== SELECTED TEXT ==
#####
# Crescent tools also break



## Tom Kitta (Feb 6, 2022)

Applied light pressure, nothing much on small bolt head, maybe 3/8 maybe a bit bigger. And suddenly poof. I was shocked. The scroll stripped as per picture. Usually these things round the bolt or something not just crack. First one i ever killed. And it's original Crescent made in USA. 
	

	
	
		
		

		
			






Sent from my JSN-L23 using Tapatalk


----------



## Aliva (Feb 7, 2022)

Shit happens


----------



## Hacker (Feb 7, 2022)

I have never seen this happen. I have 8 and 12 Klein's that are close to 45 years old that seen daily use for the first 25 years and occasional use since then.  They have lots of scars but the scroll and jaws are as good a new.  That must have seen a lot of use or abuse.


----------



## chip4charlie (Feb 11, 2022)

Here's Project Farm's crescent wrench comparison test:


----------



## Chicken lights (Feb 11, 2022)

chip4charlie said:


> Here's Project Farm's crescent wrench comparison test:


Honestly if you’re going to buy one to depend on one, Snap On’s adjustable wrench is QUALITY. Unfortunately they only offer up to 12”, to move to an 18” or larger you’re stuck with blue point. They’re nice doing a bunch of air line fittings that are all odd ball sizes, or weird size nuts. The 18” blue point is still pretty good quality. I carry a cheapy 12” crescent wrench on the truck


----------



## BMW Rider (Feb 12, 2022)

I've always felt that an adjustable wrench's purpose is to pre-round the bolt head for the vice grips.


----------



## terry_g (Feb 12, 2022)

I have taken a couple of my adjustable wrenches a 12" Snap-On and a 15" Westward and
carefully cut another groove in the rack on the movable jaw so the scroll would make one
more turn and allow the jaw to open wider. I have worked them both hard for a lot of years
and neither one failed.


----------
#####
== DATASET ==
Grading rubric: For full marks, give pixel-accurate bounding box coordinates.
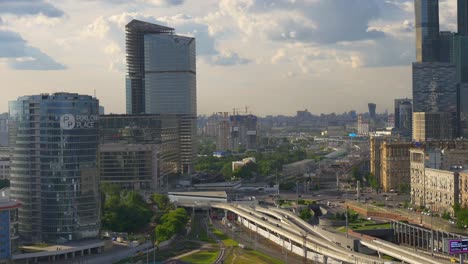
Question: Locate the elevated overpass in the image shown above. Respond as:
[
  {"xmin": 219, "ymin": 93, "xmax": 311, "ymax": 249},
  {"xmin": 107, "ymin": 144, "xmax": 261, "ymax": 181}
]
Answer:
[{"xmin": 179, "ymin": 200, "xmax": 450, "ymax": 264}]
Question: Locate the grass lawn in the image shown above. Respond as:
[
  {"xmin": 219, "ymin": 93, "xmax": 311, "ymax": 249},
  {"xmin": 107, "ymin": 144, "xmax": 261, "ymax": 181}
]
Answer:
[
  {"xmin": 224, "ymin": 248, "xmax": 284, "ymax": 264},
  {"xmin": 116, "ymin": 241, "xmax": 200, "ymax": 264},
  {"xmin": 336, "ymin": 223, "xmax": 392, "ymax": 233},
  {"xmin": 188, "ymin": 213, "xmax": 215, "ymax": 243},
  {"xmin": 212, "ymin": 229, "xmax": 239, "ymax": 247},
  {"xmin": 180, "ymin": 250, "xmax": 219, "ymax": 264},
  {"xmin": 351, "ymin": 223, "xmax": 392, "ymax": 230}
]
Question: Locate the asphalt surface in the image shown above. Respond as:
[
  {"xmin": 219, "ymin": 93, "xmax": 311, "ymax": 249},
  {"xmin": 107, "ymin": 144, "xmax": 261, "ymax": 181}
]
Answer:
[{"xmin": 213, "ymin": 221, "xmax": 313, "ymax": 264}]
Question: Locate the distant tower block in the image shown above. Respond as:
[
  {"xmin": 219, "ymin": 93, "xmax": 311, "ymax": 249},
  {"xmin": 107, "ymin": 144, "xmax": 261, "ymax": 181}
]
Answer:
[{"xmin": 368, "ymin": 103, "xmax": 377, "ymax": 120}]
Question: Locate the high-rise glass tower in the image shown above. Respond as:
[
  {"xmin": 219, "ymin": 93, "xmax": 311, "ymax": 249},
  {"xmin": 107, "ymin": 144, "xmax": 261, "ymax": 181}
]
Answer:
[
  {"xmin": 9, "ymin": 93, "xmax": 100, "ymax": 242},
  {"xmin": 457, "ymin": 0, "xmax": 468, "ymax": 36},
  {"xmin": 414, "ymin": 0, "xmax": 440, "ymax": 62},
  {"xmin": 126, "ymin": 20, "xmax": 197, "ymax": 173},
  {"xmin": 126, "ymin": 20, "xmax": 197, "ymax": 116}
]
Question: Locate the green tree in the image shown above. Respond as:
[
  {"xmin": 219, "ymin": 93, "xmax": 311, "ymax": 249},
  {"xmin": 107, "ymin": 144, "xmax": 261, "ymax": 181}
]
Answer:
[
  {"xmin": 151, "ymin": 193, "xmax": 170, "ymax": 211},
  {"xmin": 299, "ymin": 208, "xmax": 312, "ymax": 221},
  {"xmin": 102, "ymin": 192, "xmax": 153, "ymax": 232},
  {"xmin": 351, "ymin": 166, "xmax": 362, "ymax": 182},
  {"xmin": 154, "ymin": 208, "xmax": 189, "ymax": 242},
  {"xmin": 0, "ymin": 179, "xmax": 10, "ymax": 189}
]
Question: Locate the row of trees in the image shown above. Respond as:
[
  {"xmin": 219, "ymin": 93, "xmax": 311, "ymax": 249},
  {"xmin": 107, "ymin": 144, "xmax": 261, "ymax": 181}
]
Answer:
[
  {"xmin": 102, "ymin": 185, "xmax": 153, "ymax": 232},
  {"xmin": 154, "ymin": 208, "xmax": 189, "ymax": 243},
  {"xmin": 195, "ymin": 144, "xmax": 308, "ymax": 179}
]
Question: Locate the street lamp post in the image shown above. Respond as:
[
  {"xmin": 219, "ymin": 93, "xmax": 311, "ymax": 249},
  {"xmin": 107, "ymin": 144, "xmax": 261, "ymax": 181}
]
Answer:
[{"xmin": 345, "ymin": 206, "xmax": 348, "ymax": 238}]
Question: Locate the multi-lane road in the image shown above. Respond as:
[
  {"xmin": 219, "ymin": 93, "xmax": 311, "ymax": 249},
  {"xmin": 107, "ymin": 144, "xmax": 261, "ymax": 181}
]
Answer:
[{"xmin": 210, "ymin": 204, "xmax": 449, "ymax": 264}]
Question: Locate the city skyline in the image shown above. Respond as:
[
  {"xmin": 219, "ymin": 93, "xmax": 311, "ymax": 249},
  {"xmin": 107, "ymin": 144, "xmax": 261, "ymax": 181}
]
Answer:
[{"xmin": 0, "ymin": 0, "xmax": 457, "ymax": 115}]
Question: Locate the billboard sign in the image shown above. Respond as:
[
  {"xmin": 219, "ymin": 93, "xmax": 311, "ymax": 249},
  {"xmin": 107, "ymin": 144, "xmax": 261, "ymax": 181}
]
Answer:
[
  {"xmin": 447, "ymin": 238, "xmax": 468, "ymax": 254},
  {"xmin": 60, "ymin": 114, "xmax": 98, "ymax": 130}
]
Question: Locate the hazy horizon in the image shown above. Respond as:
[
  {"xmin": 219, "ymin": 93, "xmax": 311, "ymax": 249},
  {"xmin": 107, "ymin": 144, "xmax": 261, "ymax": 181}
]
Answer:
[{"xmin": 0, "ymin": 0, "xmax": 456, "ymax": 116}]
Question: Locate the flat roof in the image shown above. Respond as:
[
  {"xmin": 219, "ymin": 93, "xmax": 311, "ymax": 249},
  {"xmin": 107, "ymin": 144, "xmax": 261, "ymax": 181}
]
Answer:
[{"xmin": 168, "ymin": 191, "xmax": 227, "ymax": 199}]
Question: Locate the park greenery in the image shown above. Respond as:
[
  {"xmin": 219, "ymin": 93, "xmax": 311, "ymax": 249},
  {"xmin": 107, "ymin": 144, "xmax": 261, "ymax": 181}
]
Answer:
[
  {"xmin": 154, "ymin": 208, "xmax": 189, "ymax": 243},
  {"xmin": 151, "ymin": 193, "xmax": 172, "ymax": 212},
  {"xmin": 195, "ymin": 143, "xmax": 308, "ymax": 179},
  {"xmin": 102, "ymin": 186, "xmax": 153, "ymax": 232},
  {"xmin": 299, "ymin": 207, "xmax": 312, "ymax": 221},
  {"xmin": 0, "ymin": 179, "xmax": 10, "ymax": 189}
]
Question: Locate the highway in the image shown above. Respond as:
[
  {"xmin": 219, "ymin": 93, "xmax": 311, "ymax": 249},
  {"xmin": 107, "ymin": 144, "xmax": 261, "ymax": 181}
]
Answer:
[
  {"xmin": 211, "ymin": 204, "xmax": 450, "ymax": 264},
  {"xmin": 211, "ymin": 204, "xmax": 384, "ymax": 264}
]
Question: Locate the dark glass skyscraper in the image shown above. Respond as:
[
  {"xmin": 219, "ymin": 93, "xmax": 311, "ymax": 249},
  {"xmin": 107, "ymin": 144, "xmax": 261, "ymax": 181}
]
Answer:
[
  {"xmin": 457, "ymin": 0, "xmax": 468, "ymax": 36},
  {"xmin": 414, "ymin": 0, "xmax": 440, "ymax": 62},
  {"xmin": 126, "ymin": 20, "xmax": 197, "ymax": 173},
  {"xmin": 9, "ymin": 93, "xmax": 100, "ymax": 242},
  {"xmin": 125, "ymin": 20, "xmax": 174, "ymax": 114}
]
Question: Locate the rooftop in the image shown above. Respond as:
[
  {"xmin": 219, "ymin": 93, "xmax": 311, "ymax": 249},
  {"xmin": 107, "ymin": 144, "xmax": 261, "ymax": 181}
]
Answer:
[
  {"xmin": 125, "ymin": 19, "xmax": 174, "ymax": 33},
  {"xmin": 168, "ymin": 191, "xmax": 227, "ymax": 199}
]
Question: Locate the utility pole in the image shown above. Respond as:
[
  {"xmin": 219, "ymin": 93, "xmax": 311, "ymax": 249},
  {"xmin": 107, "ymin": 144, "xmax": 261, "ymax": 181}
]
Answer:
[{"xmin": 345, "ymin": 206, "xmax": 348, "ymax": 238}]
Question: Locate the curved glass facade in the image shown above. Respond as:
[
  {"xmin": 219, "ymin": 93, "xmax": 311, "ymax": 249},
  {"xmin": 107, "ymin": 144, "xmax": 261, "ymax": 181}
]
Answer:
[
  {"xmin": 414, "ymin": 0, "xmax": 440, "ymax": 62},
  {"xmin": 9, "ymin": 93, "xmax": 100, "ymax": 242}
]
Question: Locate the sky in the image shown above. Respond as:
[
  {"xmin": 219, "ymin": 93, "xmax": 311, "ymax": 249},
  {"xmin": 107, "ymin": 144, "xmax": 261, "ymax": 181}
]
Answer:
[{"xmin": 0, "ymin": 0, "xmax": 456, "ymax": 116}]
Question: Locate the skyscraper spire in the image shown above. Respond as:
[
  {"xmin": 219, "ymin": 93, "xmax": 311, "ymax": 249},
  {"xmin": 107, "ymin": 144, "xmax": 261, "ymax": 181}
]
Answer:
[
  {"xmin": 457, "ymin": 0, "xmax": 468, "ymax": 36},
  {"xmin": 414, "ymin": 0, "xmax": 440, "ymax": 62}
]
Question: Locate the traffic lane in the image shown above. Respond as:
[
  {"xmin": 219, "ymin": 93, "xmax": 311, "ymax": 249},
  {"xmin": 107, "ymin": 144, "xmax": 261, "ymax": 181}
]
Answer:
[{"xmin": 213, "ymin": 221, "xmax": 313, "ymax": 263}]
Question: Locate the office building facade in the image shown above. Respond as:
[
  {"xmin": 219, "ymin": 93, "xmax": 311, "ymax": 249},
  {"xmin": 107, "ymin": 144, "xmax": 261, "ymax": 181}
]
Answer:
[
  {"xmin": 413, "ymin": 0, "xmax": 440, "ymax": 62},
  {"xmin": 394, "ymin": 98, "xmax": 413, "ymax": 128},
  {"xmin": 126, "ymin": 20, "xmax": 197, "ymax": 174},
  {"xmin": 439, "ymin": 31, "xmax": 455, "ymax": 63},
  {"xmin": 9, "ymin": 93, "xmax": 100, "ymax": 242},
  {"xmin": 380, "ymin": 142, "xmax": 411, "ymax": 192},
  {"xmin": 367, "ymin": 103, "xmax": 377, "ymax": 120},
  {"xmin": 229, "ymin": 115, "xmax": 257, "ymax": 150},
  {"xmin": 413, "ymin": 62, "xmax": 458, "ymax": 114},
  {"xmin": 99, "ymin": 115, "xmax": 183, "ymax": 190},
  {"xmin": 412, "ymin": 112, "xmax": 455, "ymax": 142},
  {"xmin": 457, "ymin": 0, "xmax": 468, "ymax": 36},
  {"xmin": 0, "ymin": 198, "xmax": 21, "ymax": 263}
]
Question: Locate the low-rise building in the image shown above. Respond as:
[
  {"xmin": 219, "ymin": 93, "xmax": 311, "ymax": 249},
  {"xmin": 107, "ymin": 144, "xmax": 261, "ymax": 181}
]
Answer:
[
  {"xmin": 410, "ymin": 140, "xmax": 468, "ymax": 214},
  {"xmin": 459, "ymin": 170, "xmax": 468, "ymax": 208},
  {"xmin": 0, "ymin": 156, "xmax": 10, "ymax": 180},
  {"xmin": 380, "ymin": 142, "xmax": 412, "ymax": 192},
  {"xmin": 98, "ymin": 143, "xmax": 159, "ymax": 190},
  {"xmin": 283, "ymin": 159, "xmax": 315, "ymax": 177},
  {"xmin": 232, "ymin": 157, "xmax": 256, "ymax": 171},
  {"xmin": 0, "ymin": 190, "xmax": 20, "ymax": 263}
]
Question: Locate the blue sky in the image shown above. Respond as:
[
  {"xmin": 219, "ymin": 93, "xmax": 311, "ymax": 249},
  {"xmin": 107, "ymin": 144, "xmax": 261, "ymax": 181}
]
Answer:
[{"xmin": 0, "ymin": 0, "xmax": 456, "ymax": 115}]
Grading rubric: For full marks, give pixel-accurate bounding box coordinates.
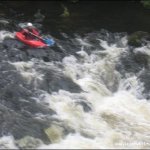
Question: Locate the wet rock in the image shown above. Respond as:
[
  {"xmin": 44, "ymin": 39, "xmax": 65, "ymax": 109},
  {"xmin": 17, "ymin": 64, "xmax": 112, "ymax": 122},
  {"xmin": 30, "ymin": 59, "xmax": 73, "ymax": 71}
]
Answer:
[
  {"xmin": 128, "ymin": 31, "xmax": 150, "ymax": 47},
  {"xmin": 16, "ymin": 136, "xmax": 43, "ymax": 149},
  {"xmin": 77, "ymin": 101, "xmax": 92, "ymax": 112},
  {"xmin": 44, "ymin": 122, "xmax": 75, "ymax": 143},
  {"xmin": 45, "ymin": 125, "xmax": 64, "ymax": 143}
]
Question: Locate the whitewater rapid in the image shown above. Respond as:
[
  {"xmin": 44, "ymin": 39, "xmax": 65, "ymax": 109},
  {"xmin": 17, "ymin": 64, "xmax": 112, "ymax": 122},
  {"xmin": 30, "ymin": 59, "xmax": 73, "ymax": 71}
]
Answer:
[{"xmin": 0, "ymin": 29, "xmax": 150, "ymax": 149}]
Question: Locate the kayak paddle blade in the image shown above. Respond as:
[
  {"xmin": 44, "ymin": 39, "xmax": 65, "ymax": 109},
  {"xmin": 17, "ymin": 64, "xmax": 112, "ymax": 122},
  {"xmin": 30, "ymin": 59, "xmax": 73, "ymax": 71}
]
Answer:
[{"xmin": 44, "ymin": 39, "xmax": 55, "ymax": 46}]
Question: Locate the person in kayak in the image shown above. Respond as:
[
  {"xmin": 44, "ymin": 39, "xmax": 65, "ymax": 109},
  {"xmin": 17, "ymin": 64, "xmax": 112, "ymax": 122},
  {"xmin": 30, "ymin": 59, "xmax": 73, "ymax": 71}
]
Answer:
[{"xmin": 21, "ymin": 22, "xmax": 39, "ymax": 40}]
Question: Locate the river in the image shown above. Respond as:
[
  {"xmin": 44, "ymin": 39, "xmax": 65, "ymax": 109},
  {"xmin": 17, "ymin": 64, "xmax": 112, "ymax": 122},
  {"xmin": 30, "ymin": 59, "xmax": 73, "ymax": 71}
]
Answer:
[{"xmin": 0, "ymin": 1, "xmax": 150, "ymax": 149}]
#####
== OBJECTIVE 1 ==
For each statement about the forum thread on the broken wrench, answer yes or no and quote the words from the thread that decide it. (a) Tom Kitta says the broken wrench was made in the USA. (b) Hacker says the jaws on his Klein wrenches are worn out. (c) Chicken lights says Snap On sells its adjustable wrench in an 18” size.
== OBJECTIVE 2 ==
Copy the forum thread on the broken wrench from "Shit happens" up to and including "use or abuse.", substituting "weekly" for "daily".

== TASK RESPONSE 1 ==
(a) Yes: "And it's original Crescent made in USA."
(b) No: "They have lots of scars but the scroll and jaws are as good a new."
(c) No: "Unfortunately they only offer up to 12”"

== TASK RESPONSE 2 ==
Shit happens


----------



## Hacker (Feb 7, 2022)

I have never seen this happen. I have 8 and 12 Klein's that are close to 45 years old that seen weekly use for the first 25 years and occasional use since then.  They have lots of scars but the scroll and jaws are as good a new.  That must have seen a lot of use or abuse.